**Task material**
──────────

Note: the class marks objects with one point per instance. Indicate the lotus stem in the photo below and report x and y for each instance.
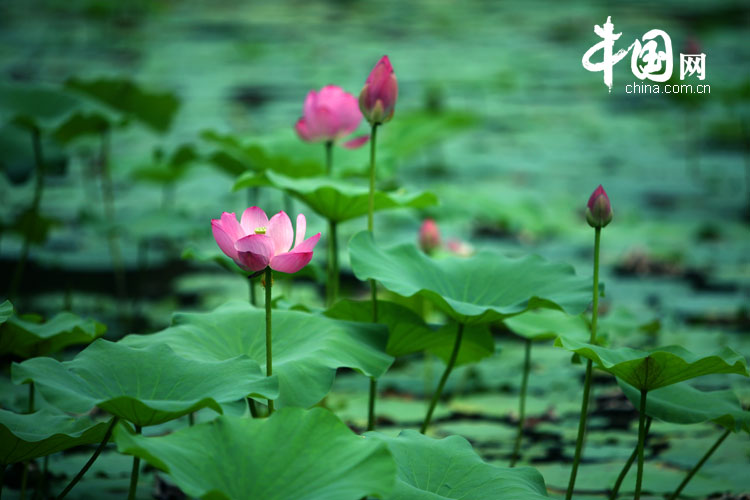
(91, 460)
(36, 144)
(700, 463)
(444, 378)
(373, 284)
(269, 353)
(628, 464)
(641, 440)
(522, 403)
(589, 367)
(134, 473)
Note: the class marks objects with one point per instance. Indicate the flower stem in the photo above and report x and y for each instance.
(587, 380)
(626, 467)
(269, 354)
(641, 440)
(444, 378)
(522, 403)
(36, 144)
(373, 284)
(699, 465)
(91, 461)
(135, 471)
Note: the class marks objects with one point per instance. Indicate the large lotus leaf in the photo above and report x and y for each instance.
(307, 348)
(684, 404)
(35, 107)
(145, 386)
(295, 454)
(434, 469)
(334, 199)
(485, 288)
(154, 109)
(657, 367)
(235, 158)
(26, 338)
(408, 333)
(31, 435)
(547, 324)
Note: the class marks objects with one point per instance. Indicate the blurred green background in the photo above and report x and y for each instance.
(496, 116)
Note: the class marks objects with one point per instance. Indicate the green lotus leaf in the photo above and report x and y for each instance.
(659, 367)
(235, 158)
(334, 199)
(408, 333)
(26, 338)
(145, 386)
(488, 287)
(684, 404)
(307, 348)
(548, 324)
(295, 454)
(154, 109)
(32, 435)
(434, 469)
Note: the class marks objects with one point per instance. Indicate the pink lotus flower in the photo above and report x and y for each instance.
(429, 236)
(598, 209)
(377, 101)
(329, 115)
(255, 243)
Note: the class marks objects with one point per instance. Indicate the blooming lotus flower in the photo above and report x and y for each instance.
(598, 209)
(377, 101)
(255, 242)
(329, 115)
(429, 236)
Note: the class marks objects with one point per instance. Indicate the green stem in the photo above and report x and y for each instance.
(373, 284)
(522, 403)
(36, 144)
(628, 464)
(135, 471)
(699, 465)
(641, 440)
(587, 380)
(444, 378)
(269, 354)
(91, 461)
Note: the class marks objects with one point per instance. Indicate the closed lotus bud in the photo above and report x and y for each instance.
(377, 101)
(429, 236)
(598, 209)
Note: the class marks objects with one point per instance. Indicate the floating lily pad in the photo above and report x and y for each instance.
(684, 404)
(433, 469)
(307, 348)
(26, 338)
(336, 200)
(144, 386)
(547, 324)
(408, 333)
(488, 287)
(32, 435)
(154, 109)
(295, 454)
(657, 367)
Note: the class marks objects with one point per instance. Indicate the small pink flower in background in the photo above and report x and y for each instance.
(429, 236)
(377, 101)
(329, 115)
(459, 248)
(255, 242)
(598, 209)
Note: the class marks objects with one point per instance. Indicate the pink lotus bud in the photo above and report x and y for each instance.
(377, 101)
(429, 236)
(329, 115)
(598, 209)
(256, 242)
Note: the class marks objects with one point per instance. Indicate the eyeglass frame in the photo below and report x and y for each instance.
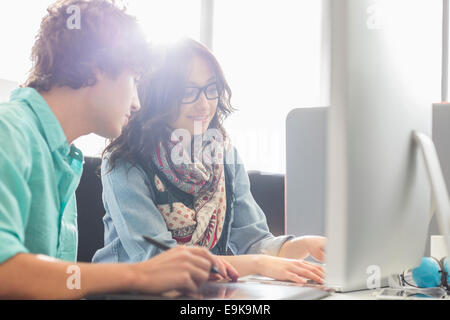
(200, 90)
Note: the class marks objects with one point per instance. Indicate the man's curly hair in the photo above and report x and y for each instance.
(108, 40)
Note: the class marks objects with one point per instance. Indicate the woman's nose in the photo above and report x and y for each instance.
(202, 103)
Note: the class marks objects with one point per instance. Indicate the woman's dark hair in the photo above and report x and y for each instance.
(107, 40)
(160, 92)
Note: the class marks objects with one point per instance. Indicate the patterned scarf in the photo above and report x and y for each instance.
(201, 225)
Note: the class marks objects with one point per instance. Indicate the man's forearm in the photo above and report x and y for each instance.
(29, 276)
(245, 264)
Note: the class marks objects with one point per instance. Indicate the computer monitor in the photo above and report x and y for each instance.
(385, 75)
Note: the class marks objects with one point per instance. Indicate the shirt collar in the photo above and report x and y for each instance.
(51, 127)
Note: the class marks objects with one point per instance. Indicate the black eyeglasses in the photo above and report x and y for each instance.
(191, 94)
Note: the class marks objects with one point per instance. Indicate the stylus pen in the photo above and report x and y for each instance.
(165, 247)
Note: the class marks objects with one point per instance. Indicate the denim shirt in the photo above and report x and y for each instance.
(131, 212)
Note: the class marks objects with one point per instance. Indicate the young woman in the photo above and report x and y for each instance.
(174, 175)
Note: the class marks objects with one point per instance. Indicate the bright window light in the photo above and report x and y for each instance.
(20, 20)
(271, 53)
(167, 20)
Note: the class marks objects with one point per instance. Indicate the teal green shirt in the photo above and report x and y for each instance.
(39, 173)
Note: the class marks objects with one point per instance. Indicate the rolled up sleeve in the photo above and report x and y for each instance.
(249, 230)
(133, 212)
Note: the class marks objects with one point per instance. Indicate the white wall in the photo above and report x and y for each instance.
(6, 87)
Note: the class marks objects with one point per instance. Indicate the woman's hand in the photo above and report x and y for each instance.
(226, 269)
(301, 247)
(180, 268)
(285, 269)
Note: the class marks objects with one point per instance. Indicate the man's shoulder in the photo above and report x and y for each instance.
(18, 130)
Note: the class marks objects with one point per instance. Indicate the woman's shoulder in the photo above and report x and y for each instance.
(120, 167)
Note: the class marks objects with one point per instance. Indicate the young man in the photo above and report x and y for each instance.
(87, 58)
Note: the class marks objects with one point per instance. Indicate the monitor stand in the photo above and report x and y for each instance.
(439, 200)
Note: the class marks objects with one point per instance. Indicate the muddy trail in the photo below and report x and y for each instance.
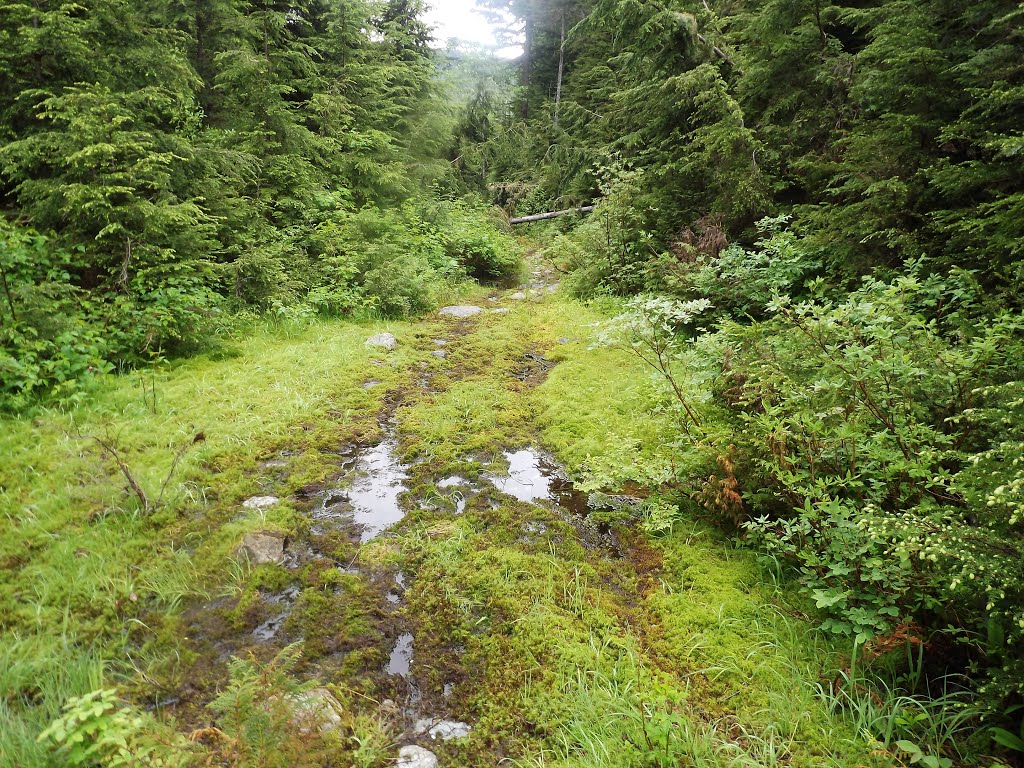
(355, 584)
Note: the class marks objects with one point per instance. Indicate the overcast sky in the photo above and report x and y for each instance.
(461, 18)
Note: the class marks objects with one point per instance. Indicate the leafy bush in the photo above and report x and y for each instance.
(97, 730)
(478, 244)
(878, 448)
(881, 453)
(742, 281)
(54, 336)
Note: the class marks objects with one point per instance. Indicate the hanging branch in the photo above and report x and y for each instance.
(109, 446)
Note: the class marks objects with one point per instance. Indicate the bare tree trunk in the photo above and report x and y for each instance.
(561, 68)
(525, 66)
(549, 215)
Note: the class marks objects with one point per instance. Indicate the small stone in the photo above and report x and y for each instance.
(463, 310)
(260, 502)
(263, 547)
(416, 757)
(445, 730)
(386, 341)
(316, 710)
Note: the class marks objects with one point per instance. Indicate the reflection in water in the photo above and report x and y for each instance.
(526, 479)
(374, 496)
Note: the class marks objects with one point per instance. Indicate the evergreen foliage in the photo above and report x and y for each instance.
(841, 182)
(164, 165)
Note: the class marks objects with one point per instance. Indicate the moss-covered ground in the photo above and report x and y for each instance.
(561, 639)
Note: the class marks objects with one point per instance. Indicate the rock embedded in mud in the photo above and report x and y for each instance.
(260, 502)
(315, 710)
(462, 310)
(445, 730)
(385, 341)
(263, 547)
(416, 757)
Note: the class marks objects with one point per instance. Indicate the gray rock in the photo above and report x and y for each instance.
(260, 502)
(385, 341)
(263, 547)
(445, 730)
(463, 310)
(315, 710)
(416, 757)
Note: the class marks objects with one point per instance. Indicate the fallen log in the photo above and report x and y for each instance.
(550, 215)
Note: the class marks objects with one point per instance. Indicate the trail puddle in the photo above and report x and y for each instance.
(374, 496)
(532, 477)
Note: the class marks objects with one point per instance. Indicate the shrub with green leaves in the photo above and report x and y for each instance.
(880, 450)
(97, 730)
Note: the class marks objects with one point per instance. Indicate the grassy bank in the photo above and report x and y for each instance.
(561, 641)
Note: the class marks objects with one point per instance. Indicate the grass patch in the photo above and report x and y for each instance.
(88, 579)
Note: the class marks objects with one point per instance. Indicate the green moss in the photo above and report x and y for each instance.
(671, 652)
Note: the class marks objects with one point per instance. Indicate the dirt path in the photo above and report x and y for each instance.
(454, 590)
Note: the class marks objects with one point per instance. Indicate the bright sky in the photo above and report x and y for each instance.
(461, 18)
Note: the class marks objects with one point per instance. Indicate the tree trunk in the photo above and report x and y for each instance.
(525, 65)
(549, 215)
(561, 68)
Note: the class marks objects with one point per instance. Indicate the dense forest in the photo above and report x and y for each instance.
(808, 229)
(833, 197)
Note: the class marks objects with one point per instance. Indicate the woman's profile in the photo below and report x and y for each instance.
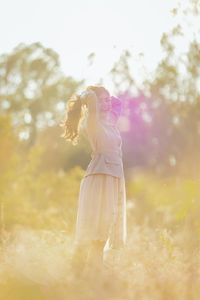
(101, 215)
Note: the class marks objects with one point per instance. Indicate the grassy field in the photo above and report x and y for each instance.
(155, 264)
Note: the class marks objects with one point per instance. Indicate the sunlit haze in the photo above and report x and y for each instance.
(75, 29)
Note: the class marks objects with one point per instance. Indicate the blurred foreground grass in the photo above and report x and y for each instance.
(156, 264)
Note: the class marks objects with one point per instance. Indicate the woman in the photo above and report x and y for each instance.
(101, 212)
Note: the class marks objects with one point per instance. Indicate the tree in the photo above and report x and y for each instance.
(33, 88)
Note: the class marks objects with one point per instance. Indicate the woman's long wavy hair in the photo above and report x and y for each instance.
(75, 115)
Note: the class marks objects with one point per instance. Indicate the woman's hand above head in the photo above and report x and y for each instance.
(86, 96)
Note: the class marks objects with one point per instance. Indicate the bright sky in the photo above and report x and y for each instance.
(76, 28)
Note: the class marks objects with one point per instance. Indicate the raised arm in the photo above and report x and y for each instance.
(90, 99)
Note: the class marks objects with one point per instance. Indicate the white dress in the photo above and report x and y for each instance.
(101, 211)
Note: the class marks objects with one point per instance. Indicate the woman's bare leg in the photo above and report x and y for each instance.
(79, 257)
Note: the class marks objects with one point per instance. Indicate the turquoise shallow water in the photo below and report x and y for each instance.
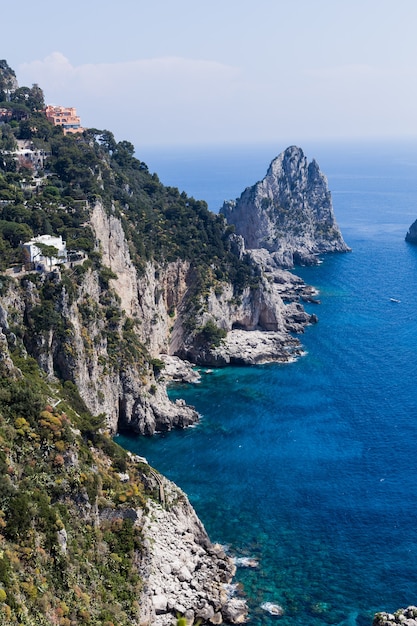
(311, 467)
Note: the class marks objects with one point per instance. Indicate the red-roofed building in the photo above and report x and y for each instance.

──────────

**Requirements**
Find the line that contains "the white dress", then write out that line and every line after it through the end of the records, exactly. Leave the pictures out.

**Right answer**
Note: the class marks objects with one point per instance. Indicate the white dress in the photo above and report x and y for each instance.
(101, 211)
Note: the class marks objects with one point per instance. Indicate the woman's bare leg in the photo above and report x and y for each instance.
(79, 257)
Note: the class marks objects with one point per instance. Indicate the turquoise shallow water in the photo below and report x and y for each instance.
(311, 467)
Note: the class marks objects with one point per instance. Indicate the red-roofed building in the photo above and report x and y for each instance.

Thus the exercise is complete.